# The request:
The records that follow should be retyped word for word.

# Material provided:
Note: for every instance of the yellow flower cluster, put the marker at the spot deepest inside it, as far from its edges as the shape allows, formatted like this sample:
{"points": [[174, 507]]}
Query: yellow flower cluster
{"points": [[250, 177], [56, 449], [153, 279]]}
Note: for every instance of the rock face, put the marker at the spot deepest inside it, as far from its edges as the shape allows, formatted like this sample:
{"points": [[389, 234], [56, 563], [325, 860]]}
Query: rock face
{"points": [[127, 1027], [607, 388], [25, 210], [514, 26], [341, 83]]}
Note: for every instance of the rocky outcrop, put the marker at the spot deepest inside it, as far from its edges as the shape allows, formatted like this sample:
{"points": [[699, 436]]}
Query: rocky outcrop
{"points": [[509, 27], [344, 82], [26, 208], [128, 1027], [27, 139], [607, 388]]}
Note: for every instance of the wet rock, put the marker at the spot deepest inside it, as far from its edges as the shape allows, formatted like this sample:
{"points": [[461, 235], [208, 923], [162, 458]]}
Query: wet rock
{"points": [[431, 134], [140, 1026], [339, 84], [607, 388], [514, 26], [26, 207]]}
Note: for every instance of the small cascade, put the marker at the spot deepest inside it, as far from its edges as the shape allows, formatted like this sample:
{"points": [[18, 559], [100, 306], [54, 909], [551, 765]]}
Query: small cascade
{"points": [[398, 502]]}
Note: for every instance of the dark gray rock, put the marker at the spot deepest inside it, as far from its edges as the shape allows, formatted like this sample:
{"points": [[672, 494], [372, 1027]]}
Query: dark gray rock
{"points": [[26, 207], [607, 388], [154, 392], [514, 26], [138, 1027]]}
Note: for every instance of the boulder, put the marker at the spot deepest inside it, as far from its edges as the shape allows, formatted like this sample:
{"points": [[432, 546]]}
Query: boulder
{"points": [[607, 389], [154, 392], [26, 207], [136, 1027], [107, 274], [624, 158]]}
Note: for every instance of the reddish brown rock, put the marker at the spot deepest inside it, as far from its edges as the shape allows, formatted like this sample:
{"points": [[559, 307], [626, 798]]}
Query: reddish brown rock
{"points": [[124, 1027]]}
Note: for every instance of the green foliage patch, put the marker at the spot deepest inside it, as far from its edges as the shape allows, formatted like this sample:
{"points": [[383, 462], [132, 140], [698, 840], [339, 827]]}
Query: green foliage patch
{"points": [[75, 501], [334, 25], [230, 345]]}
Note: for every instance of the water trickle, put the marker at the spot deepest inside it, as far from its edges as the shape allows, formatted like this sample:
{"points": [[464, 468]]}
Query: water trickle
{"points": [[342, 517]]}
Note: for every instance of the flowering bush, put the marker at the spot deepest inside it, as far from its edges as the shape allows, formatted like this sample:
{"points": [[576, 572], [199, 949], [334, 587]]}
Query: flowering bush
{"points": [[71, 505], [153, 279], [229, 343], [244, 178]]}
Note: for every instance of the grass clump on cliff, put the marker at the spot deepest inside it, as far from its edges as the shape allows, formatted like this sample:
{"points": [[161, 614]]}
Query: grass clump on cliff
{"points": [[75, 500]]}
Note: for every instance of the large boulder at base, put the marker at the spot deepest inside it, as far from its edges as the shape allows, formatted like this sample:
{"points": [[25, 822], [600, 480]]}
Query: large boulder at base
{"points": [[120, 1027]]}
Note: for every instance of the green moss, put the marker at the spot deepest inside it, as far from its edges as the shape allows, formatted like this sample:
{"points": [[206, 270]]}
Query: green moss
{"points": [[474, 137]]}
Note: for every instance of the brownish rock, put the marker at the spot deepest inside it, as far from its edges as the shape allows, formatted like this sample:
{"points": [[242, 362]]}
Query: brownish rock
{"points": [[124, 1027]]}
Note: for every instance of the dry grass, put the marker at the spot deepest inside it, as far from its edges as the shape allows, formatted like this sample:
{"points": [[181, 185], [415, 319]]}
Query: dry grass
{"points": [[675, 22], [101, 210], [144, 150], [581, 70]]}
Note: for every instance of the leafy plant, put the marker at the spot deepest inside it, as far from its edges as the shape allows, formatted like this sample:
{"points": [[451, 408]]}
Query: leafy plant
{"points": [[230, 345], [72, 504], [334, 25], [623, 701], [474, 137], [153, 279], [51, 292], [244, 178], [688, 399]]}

# Written answer:
Note: for every instance of the yellow flower cluster, put the marker at the spot deepest inside it, as far from its edges as the shape allows, formatted like this sample:
{"points": [[174, 507]]}
Query: yellow flower cluster
{"points": [[250, 177], [56, 449], [153, 279]]}
Note: for every instance of the rock face, put the marker at the spot deepest inside it, as far from its edges as the shape allows, formatted like this sample:
{"points": [[389, 234], [56, 563], [325, 860]]}
Query: rock face
{"points": [[127, 1027], [607, 388], [25, 210], [514, 26], [341, 83]]}
Note: for every instance of the rocky outcrop, put the marker at the spot deepest inside it, as far from its edges as the shape allows, formatted like this sample:
{"points": [[699, 436]]}
Query: rocky outcrop
{"points": [[509, 27], [344, 82], [26, 208], [128, 1027], [27, 139], [607, 388]]}
Note: for every instance of the wet rock, put the marker at the spot deepest inside it, as far from its edges as the shape allows, formatted like this sample:
{"points": [[461, 235], [208, 923], [162, 458]]}
Query: wet rock
{"points": [[431, 134], [140, 1026], [339, 84], [607, 388], [514, 26], [26, 207]]}
Note: for every instance of the small cascade, put the marker at the spot deepest inside it, as far from its edges as the shape allows, formatted like this sample:
{"points": [[18, 559], [100, 306], [54, 909], [551, 765]]}
Query: small cascade
{"points": [[398, 502]]}
Note: for every instance of the dark gray rock, put the marker at the spot deepest inside it, as far from its edges as the shape allows, formatted like this sample:
{"points": [[672, 494], [372, 1027]]}
Query: dark gray rock
{"points": [[26, 207], [607, 388], [154, 392], [514, 26], [138, 1027]]}
Note: for every instance of the boulder, put the marker at the spot deepest inside it, as far from its edges as the shape allows, formatted like this sample:
{"points": [[432, 546]]}
Query: boulder
{"points": [[607, 389], [154, 392], [26, 207], [136, 1027], [107, 274], [624, 158]]}
Note: for every instance of the reddish brown rock, put the marker at the spot deepest inside it, as far from its edges as the shape allows, formatted like this sample:
{"points": [[559, 307], [626, 798]]}
Query: reddish brown rock
{"points": [[124, 1027]]}
Note: for every instance of the green foliage patch, put the marker at the spot deepest inside it, as far from its edges as the shape allows, formatted like this sample:
{"points": [[383, 462], [132, 140], [698, 840], [339, 827]]}
Query: green foliage patch
{"points": [[75, 501], [334, 25], [230, 345]]}
Note: for every instance of the water trickle, put the marker at the spot deepest inside it, as far from its edges as the shape allows, formatted like this sample:
{"points": [[464, 468]]}
Query: water trickle
{"points": [[342, 517]]}
Note: for every instance of the flowering bush, put the marker at the spot deepest inside it, as far from its edges as the shape allows, formatted like this sample:
{"points": [[576, 572], [199, 949], [334, 587]]}
Query: flowering bush
{"points": [[71, 505], [153, 279], [229, 343], [244, 178]]}
Note: for every instance of the grass clump on cliff, put the marker at the spot deepest inside it, as far from its edges as the shape allows, formatted like this sample:
{"points": [[161, 614]]}
Query: grass clump on cliff
{"points": [[75, 500]]}
Note: for every instance of the large boulder at base, put the marker at the spot deepest inside it, as far from its edges as the shape allows, formatted like this sample:
{"points": [[25, 822], [600, 480]]}
Query: large boulder at base
{"points": [[120, 1027]]}
Note: for every instance of the green moss, put the marker at the spot deepest inside it, as far from its edges as the shape allows, formatted like this sample:
{"points": [[206, 270]]}
Query: green moss
{"points": [[474, 137]]}
Note: for every instance of the brownish rock, put the marker at the spot deepest inside it, as far from its edges as the shape allows, formatted like this sample:
{"points": [[242, 362]]}
Query: brownish rock
{"points": [[124, 1027]]}
Note: for every instance of the dry grass, put the marker at the spot deepest inside it, as far from its edges as the shape allows, formatted like this sample:
{"points": [[181, 185], [415, 319]]}
Query: dry grass
{"points": [[675, 22], [101, 210], [144, 150], [581, 70]]}
Note: for every instance of the leafy plant, put the marker at the spot deepest inside it, as far from its edges as the shape allows, formatted like this sample:
{"points": [[451, 408]]}
Query: leafy plant
{"points": [[230, 345], [72, 504], [334, 25], [623, 701], [474, 137], [153, 279], [51, 292], [244, 178], [688, 399]]}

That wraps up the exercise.